Could you output exactly the lines from the one containing "# point at: the artificial" through the end of the records below, and nothing more?

[Opening ENTRIES SUPPLIED section]

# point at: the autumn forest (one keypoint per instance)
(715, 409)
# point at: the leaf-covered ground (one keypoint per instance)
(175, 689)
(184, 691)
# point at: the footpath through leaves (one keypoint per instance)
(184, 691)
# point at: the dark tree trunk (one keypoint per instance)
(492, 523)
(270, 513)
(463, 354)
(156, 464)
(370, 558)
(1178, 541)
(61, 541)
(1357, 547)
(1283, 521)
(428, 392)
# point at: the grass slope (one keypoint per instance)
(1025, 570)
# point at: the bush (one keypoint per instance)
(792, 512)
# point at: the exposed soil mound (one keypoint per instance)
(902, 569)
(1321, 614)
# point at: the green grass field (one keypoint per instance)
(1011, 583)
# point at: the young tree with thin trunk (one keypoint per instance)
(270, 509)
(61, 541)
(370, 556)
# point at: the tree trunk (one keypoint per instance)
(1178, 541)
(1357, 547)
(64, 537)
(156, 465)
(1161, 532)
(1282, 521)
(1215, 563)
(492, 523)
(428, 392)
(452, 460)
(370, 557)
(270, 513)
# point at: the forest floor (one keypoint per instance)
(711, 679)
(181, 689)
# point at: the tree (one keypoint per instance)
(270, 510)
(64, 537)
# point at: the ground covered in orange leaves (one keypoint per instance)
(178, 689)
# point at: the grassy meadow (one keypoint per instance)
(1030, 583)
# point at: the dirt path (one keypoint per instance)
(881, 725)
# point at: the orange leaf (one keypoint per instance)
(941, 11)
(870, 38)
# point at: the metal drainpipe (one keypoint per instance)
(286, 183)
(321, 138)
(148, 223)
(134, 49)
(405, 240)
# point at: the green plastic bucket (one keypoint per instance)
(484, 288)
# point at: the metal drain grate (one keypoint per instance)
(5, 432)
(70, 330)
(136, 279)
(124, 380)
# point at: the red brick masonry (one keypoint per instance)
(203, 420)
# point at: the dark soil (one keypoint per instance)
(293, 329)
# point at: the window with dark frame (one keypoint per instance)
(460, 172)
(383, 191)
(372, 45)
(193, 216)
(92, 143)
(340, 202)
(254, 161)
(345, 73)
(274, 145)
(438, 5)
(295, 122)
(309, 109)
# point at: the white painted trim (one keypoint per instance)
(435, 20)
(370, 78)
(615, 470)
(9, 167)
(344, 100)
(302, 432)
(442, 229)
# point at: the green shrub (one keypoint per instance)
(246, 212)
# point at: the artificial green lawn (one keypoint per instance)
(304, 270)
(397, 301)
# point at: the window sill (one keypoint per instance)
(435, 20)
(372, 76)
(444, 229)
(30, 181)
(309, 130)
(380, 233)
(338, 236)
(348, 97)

[Closing ENTRIES SUPPLIED section]

• _WRITTEN REPLY_:
# point at: the artificial green lawn (one keypoint per instance)
(304, 270)
(397, 301)
# point at: the window sill (one keypoint per instance)
(435, 20)
(372, 76)
(444, 229)
(30, 181)
(309, 130)
(380, 233)
(338, 236)
(348, 97)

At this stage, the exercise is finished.